== ITEMS ==
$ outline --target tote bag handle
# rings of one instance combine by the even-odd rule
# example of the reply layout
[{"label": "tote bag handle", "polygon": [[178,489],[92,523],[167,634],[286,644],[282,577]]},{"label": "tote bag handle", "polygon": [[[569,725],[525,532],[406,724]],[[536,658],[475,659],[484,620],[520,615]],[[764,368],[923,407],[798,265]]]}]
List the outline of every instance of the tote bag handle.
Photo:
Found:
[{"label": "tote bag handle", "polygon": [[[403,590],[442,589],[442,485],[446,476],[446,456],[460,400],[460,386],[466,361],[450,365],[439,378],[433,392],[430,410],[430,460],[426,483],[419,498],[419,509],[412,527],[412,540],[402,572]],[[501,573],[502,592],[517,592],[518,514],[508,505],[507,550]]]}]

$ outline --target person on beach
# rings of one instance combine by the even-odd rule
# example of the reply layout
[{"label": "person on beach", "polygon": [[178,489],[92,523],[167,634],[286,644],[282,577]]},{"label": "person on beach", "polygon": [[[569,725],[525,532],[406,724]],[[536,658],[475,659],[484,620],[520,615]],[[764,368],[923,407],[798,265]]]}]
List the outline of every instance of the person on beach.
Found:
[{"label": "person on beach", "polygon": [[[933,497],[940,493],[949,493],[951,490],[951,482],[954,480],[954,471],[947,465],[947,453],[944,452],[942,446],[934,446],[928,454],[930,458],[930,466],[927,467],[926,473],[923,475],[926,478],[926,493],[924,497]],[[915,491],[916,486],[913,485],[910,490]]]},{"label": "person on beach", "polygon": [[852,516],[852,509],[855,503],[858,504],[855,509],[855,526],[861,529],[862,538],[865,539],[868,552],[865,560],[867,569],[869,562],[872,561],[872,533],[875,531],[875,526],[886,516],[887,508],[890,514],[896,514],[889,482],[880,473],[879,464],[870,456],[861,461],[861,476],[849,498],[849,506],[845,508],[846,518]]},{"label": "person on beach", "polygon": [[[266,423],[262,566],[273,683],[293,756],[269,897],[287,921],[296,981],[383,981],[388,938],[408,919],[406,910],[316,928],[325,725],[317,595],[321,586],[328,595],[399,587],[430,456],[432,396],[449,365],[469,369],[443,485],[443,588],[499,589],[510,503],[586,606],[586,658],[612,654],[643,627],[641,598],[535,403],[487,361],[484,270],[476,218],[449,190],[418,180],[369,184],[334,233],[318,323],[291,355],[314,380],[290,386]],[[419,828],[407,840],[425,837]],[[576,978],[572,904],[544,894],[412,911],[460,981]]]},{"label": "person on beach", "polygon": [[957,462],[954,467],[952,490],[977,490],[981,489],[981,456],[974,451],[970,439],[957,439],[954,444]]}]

== CHALLENGE ==
How many lines in the material above contain the string "instance", matching case exactly? Reply with the number alone.

== EXERCISE ANSWER ==
4